Start Extracted material
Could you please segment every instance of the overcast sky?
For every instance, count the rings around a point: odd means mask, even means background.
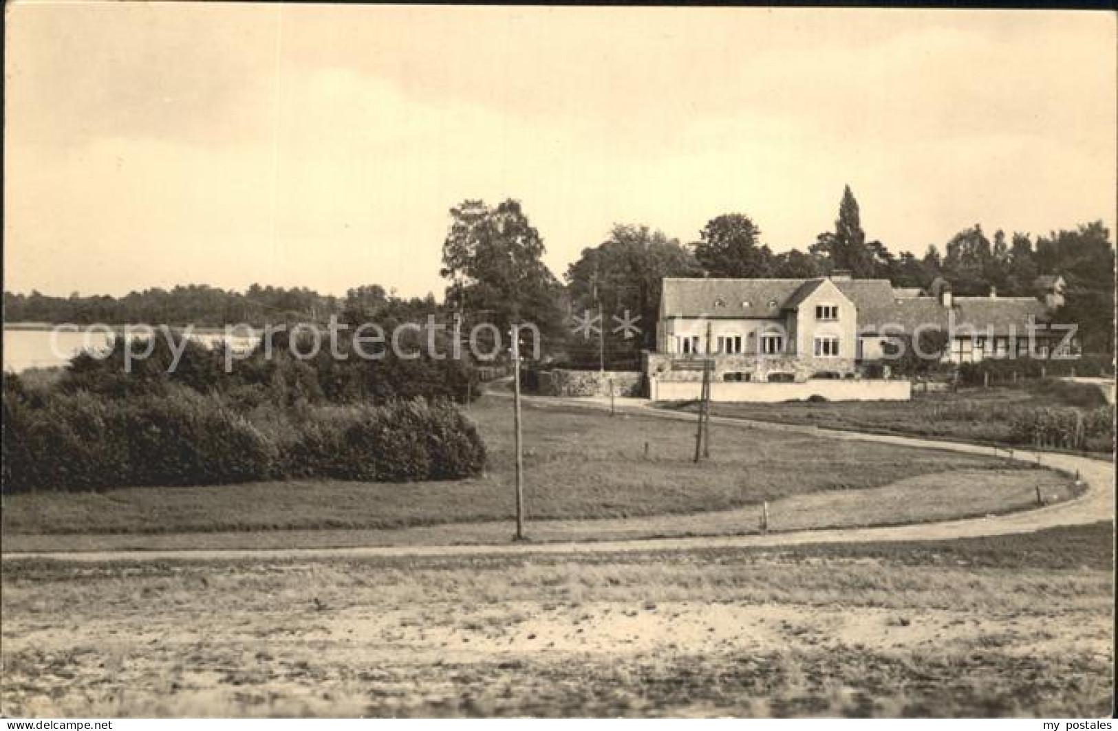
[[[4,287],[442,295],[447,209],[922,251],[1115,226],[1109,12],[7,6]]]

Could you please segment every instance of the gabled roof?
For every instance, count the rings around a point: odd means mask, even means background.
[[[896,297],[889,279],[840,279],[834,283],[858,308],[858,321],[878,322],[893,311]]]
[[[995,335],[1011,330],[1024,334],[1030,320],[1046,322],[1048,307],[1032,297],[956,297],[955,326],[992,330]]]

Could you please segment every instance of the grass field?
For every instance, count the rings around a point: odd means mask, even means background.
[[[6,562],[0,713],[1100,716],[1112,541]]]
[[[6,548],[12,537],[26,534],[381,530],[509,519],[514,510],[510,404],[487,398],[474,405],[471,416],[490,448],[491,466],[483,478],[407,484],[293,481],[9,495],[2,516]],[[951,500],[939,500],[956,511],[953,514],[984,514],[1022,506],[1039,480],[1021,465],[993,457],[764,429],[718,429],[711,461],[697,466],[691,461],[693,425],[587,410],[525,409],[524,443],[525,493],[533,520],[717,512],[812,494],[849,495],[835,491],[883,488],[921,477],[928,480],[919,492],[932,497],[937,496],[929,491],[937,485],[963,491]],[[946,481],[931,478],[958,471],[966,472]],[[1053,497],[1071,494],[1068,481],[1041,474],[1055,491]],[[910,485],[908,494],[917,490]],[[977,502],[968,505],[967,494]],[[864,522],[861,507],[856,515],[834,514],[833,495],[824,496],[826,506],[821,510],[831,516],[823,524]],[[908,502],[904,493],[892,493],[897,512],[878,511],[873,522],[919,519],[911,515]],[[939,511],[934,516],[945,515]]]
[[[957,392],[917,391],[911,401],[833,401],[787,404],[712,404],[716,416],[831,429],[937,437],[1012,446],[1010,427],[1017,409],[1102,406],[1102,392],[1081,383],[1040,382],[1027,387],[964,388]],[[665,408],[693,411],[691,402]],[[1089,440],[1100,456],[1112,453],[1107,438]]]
End Extracted material
Start Extracted material
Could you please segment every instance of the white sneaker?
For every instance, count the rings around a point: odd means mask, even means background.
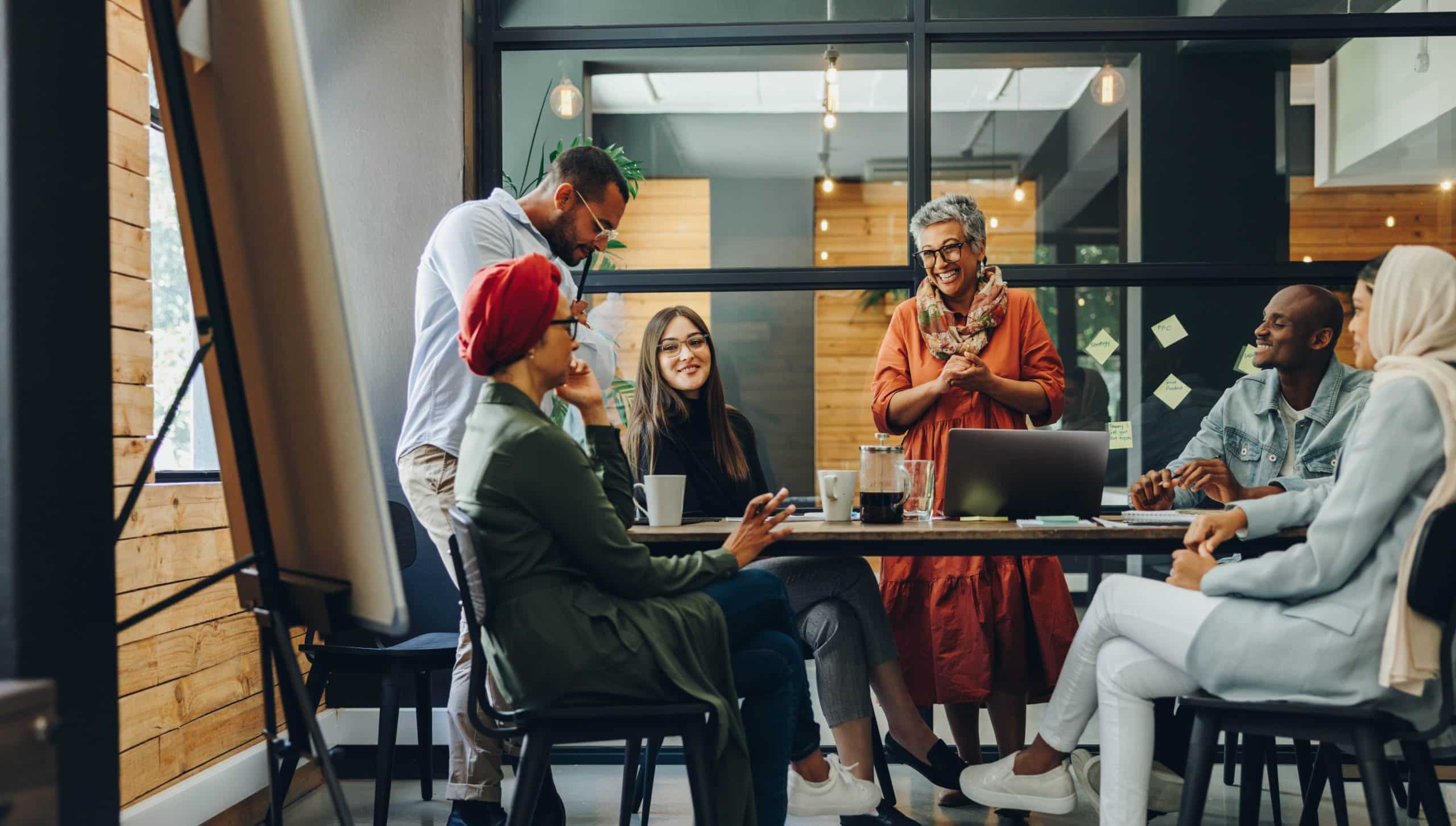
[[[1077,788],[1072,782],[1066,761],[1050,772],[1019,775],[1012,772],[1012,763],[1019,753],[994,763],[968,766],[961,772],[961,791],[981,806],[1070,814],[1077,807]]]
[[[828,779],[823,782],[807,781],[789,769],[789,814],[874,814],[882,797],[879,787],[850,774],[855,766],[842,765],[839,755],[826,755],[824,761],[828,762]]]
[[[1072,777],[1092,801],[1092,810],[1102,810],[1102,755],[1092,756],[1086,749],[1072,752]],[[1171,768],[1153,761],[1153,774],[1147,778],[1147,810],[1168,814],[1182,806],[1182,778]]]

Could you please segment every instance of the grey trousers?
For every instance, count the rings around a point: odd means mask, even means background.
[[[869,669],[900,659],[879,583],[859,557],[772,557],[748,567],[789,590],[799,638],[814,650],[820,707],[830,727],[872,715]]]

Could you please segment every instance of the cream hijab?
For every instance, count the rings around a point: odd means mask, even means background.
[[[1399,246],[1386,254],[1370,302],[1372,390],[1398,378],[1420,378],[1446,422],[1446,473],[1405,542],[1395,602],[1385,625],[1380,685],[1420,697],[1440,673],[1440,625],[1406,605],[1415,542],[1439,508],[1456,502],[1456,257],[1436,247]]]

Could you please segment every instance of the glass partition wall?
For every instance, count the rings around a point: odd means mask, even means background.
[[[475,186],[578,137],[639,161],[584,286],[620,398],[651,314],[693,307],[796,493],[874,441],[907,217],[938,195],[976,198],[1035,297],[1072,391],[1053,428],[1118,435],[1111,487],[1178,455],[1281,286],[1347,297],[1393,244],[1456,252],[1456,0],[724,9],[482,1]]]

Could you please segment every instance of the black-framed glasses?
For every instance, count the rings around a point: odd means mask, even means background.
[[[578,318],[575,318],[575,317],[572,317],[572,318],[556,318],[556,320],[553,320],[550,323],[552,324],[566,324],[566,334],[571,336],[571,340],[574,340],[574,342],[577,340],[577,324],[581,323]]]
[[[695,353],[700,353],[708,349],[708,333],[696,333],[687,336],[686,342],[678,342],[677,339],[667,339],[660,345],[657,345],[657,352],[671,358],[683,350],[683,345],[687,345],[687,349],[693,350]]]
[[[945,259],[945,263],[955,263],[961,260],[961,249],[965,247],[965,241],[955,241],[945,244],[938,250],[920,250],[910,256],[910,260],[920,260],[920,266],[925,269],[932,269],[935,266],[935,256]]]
End Extracted material
Start Extracted material
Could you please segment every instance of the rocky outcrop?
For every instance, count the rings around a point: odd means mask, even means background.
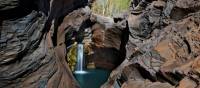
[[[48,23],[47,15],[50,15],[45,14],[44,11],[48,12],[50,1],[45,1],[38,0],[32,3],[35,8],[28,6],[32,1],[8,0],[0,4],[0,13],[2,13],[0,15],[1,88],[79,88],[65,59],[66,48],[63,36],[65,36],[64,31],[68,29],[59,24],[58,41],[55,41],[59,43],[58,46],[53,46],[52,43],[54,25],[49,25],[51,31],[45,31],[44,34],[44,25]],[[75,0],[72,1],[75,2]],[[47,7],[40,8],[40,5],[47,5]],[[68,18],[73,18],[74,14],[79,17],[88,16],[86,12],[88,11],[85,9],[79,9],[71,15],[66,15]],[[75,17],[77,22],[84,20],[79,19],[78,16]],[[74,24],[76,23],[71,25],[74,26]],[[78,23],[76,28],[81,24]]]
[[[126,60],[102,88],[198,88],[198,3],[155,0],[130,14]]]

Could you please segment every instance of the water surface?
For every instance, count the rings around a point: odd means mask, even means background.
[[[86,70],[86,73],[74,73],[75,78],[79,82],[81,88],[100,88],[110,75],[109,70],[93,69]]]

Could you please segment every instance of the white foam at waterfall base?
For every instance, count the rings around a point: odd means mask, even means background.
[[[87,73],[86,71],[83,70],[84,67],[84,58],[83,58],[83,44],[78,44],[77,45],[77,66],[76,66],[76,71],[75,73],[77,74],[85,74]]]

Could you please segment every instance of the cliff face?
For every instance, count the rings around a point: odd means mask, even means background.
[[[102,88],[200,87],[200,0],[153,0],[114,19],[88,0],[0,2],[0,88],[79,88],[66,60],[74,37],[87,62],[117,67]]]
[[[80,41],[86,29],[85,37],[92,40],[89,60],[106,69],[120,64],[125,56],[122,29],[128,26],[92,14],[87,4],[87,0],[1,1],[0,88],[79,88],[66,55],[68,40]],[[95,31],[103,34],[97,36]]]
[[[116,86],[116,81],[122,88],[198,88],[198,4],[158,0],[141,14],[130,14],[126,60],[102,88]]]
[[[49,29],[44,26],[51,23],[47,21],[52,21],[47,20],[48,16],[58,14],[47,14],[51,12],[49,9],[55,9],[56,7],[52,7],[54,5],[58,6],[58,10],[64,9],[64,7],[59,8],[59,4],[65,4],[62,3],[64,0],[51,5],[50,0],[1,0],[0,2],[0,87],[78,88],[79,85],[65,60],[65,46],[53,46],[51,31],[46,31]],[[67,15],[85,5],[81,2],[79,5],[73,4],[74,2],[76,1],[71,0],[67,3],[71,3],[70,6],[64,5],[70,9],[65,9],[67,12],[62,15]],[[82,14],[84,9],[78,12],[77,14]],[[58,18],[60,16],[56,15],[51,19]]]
End Extracted material
**Written task:** Select every line in the records above that contains the string "white". Letter case counts.

**Full response:**
Could you please segment every instance of the white sneaker?
Could you please segment every instance of the white foam at waterfall base?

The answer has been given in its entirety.